Source passage:
The Campti Historic Museum is a space that allows people to get in touch with the rich history of Campti, LA, and the surrounding area. Founded in 2001 by Father Dan (who was at the time the priest for the historic Nativity of the Blessed Virgin Mary), the Campti Historic Museum celebrates the rich cultural heritage of the area. He envisioned a space that not only celebrated the history of the area but served as a multi-purpose community space. It maintains a collection of odds and ends that tell the local history of the town and the families that live there. It provides space for a small quilting group and allows local artisans to display and market their work. It has also hosted events of interest for the local community, such as classes for health and fitness, starting a small business, and outreach for the USDA.
Honoring Our Heroes
Over the years, family members have shared with us, small keepsakes of their loved ones who served. Together they make a unique exhibit in their honor.
Pre-Civil War Catholic Church
We are excited to announce the newly developed exhibit celebrating the recognition of the Natchitoches Tribe of Louisiana. Included is the genealogy of several of the founding families. Did you know that former candidate for President of the United States, Ross Perot has roots that lead back to Campti?
A Meeting Place
The museum serves as a meeting place for seniors with both quilting and painting classes Monday to Thursday, between 10 a.m. and 2 p.m. Please contact us for more information at email@example.com
Elvin Shields, Folk Artist/Author at Campti Historic Museum
Mr. Shields will present a new historical static art display to honor the African Slave Woodsmen Loggers Camp. Mr. Shields is a retired Professional Mechanical/Construction Engineer with 32 years experience with the private sector and the U.S. Army Corps of Engineers. He is a former resident of Melrose and Oakland Plantations in Natchitoches Parish where he was born and grew up during the 1940s thru 1960s as a child of African-American sharecroppers. In December 2012 he created the first Sharecroppers Home Museum in the U.S. National Park Service at the Cane River Creole National Historic Park, his childhood home.

Data extract:
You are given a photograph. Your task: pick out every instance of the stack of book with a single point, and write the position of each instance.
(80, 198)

Written tasks:
1. According to the Campti Historic Museum text, in what year was the museum founded?
2. Quote the Campti Historic Museum text, starting at the words "The Campti Historic Museum is" and ending after the words "for the USDA.".
3. Extend the Campti Historic Museum text from its last sentence.

Answers by task:
1. 2001

2.
The Campti Historic Museum is a space that allows people to get in touch with the rich history of Campti, LA, and the surrounding area. Founded in 2001 by Father Dan (who was at the time the priest for the historic Nativity of the Blessed Virgin Mary), the Campti Historic Museum celebrates the rich cultural heritage of the area. He envisioned a space that not only celebrated the history of the area but served as a multi-purpose community space. It maintains a collection of odds and ends that tell the local history of the town and the families that live there. It provides space for a small quilting group and allows local artisans to display and market their work. It has also hosted events of interest for the local community, such as classes for health and fitness, starting a small business, and outreach for the USDA.

3.
Mr. Shields will also demonstrate plantation toy making and speak about his life while growing up on Cane River plantations in Natchitoches Parish. He will display his folk art for sale and sign his book with 100% of all proceeds going to the Campti Museum Foundation. Mr. Shields is an advocate for the preservation of historic slave and sharecropper homes in the United States. You may preview his folk art at “www.plantationtoys.com.”
Jennifer Dove Cooper, Creator of Dovetail Purses, at Campti Historic Museum
Jennifer Dove Cooper, creator of Dovetail Purses, is a New Orleans native and graduate of the city’s public schools. The daughter of a self-taught designer/chair caner and carpenter/preservationist, Cooper earned her MFA in Printmaking from California College of the Arts. Although she is well-versed in two-dimensional graphic arts, Dovetail Purses, established in 2011, is Cooper’s first foray into the world of functional, three-dimensional, one-of- a-kind work.
Many Dovetail Purses utilize locally-sourced sticks as handles, while others sport wire or re-used plastic. Cooper constructs & paints Dovetail Purses by hand, noting with a laugh that “no two are alike, even if I try.” Cooper’s Dovetail Purses contain a materials list longer than that of gumbo and take considerably more hours to create, but Cooper likens Dovetail Purses to the soup of her native city in that both nourish. “It’s a labor of love,” says a smiling Cooper. Within the collection are two distinctly different lines: Dovetail Logo Purses hark back to Cooper’s printmaking background with their bold, whimsical patterns, while Dovetail Issue Purses depict social injustices. Inspiration for Dovetail Purses started in Texas not long after Katrina relocated Cooper.
Cooper has returned to Louisiana and currently seeks media coverage and gallery representation for Dovetail Purses. Cooper's work has been shown and collected in Alexandria, Louisiana; Miami, Florida; and the San Francisco Bay Area, as well as in her birthplace, New Orleans. Dovetail Purses are available by contacting the artist via email at firstname.lastname@example.org or telephone (504)579-2338. Commissions are encouraged.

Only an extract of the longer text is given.